• _What to do_: Rewrite the stretch of the data from its start through the line containing "27 84 L 30 87", both ends included. Scale every number in the answer outlines, including the viewBox values and point coordinates, by 1.15 and round to whole numbers with halves going up, but keep the requests and the format sample unchanged.

• _Input rows_:
+---+

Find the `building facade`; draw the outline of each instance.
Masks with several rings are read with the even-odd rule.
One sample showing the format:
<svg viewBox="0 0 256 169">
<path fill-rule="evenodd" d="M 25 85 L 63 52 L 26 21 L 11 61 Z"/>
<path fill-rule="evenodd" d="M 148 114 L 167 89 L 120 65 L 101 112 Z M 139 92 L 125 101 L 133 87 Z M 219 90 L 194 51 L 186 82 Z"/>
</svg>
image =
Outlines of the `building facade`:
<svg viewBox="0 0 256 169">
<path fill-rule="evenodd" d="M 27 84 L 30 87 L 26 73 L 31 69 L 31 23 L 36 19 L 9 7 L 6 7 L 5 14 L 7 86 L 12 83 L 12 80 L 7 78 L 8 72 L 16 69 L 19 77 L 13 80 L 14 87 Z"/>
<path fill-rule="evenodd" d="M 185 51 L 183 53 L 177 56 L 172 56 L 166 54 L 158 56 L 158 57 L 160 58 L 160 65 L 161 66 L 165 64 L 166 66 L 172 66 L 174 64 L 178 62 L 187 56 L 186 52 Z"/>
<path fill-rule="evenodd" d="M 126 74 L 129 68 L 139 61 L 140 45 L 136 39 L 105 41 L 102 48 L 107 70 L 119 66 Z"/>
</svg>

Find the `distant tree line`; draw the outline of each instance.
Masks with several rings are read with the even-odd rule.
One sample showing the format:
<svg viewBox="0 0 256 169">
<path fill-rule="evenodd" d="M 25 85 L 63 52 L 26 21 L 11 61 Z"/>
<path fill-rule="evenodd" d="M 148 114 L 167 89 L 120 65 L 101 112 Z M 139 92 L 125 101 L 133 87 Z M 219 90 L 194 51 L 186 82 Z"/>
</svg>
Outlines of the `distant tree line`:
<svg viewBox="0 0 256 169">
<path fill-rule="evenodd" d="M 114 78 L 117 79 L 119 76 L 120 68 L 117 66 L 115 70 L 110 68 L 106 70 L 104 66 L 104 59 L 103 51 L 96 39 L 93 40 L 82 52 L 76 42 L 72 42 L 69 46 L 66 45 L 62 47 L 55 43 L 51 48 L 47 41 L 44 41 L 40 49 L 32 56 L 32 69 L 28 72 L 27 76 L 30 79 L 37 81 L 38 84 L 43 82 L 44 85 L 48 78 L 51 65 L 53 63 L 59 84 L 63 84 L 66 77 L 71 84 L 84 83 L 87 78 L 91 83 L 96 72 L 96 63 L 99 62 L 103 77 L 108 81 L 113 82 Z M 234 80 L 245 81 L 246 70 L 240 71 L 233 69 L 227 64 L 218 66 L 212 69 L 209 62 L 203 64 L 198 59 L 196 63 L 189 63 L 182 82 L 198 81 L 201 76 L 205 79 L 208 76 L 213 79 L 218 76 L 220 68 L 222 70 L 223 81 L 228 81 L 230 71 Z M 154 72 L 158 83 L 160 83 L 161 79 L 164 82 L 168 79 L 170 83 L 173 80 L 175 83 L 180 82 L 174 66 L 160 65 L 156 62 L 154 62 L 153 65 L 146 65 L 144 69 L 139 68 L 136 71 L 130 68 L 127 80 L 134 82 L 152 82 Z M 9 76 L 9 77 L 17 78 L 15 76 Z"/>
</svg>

+---+

• _Worked answer_:
Find the `building facade`; draw the outline of each instance.
Masks with several rings are read with the even-odd rule.
One sample showing the format:
<svg viewBox="0 0 256 169">
<path fill-rule="evenodd" d="M 25 85 L 63 52 L 26 21 L 11 61 Z"/>
<path fill-rule="evenodd" d="M 148 114 L 167 89 L 120 65 L 101 112 Z M 139 92 L 125 101 L 133 87 Z M 219 90 L 194 51 L 186 82 Z"/>
</svg>
image =
Outlines of the `building facade`:
<svg viewBox="0 0 294 194">
<path fill-rule="evenodd" d="M 31 97 L 35 100 L 30 84 L 36 79 L 36 26 L 41 22 L 10 8 L 7 8 L 6 16 L 8 99 L 14 95 L 14 92 L 8 90 L 9 83 L 18 79 L 22 89 L 15 92 L 16 100 Z"/>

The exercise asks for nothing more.